**Extracted entries:**
• • • •

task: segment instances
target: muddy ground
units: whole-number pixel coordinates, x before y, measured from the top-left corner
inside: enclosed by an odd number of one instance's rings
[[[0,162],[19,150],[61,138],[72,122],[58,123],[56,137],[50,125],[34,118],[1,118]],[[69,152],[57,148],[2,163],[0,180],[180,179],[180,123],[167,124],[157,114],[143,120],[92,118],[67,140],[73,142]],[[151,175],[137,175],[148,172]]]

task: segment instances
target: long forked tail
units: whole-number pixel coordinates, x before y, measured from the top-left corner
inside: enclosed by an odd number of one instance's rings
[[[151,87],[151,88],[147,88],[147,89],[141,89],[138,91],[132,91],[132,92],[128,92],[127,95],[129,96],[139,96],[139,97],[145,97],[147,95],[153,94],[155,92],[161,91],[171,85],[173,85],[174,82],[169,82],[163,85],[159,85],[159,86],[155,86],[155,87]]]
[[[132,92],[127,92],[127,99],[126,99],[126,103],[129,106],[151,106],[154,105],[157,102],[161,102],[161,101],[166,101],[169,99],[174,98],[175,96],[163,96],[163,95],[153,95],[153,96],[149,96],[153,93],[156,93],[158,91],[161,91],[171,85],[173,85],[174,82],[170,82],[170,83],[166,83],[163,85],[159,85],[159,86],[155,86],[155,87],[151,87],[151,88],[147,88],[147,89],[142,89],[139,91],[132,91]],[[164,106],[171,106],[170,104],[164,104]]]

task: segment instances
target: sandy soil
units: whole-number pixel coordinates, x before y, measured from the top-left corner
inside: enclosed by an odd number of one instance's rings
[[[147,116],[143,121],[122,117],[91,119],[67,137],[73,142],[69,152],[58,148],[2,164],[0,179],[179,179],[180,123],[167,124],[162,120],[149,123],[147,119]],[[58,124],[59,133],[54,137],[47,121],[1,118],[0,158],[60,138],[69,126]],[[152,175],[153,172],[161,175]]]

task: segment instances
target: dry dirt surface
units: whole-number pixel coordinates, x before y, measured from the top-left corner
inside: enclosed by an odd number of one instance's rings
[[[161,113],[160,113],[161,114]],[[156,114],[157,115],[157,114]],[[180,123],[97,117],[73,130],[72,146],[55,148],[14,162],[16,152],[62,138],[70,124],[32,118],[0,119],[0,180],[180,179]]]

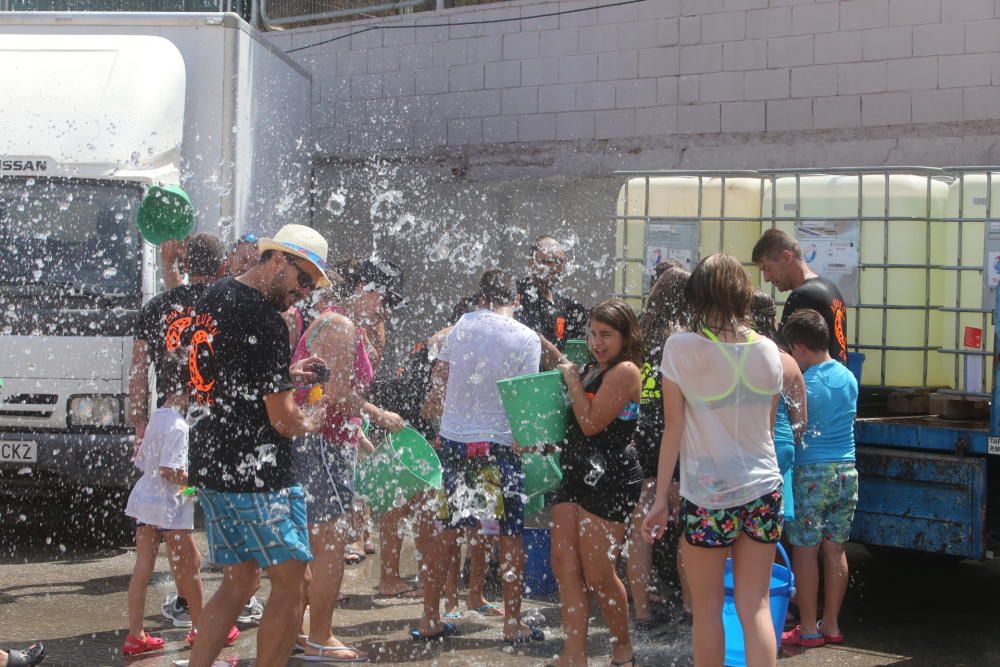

• • • •

**Job:**
Copy all of the records above word for word, omitting the picture from your reply.

**Expected answer:**
task: segment instances
target: muddy ground
units: whole-number pixel coordinates, x before y, measured from the top-left corner
inside: enclosed by an odd number of one instance's rings
[[[0,162],[19,150],[61,138],[72,122],[58,123],[56,137],[50,125],[34,118],[1,118]],[[69,152],[57,148],[2,163],[0,180],[180,179],[180,123],[167,124],[157,114],[143,120],[92,118],[67,140],[73,142]],[[151,175],[137,175],[148,172]]]

task: segment instances
target: long forked tail
units: whole-number pixel coordinates, x before y, measured from the top-left corner
inside: enclosed by an odd number of one instance's rings
[[[151,87],[151,88],[147,88],[147,89],[141,89],[138,91],[132,91],[132,92],[128,92],[127,95],[129,96],[139,96],[139,97],[145,97],[147,95],[153,94],[155,92],[161,91],[171,85],[173,85],[174,82],[169,82],[163,85],[159,85],[159,86],[155,86],[155,87]]]
[[[132,92],[127,92],[127,99],[126,99],[126,103],[129,106],[151,106],[154,105],[157,102],[161,102],[161,101],[166,101],[169,99],[174,98],[175,96],[163,96],[163,95],[153,95],[153,96],[149,96],[153,93],[156,93],[158,91],[161,91],[171,85],[173,85],[174,82],[170,82],[170,83],[166,83],[163,85],[159,85],[159,86],[155,86],[155,87],[151,87],[151,88],[147,88],[147,89],[142,89],[139,91],[132,91]],[[164,106],[171,106],[170,104],[164,104]]]

task: segment instances
target: sandy soil
units: whole-number pixel coordinates, x before y, measured from the top-left corner
inside: enclosed by an odd number of one instance's rings
[[[147,116],[143,121],[122,117],[91,119],[67,137],[73,142],[69,152],[58,148],[2,164],[0,179],[179,179],[180,123],[167,124],[162,120],[149,123],[147,119]],[[58,124],[59,133],[54,137],[47,121],[1,118],[0,158],[60,138],[69,126]],[[152,175],[153,172],[161,175]]]

task: segment instances
target: dry dirt surface
units: whole-number pixel coordinates, x before y, measured from the top-left corner
inside: enclosed by an odd number of one instance's rings
[[[161,113],[160,113],[161,114]],[[156,114],[157,115],[157,114]],[[180,123],[97,117],[73,130],[72,146],[55,148],[14,162],[16,152],[62,138],[70,124],[32,118],[0,119],[0,180],[180,179]]]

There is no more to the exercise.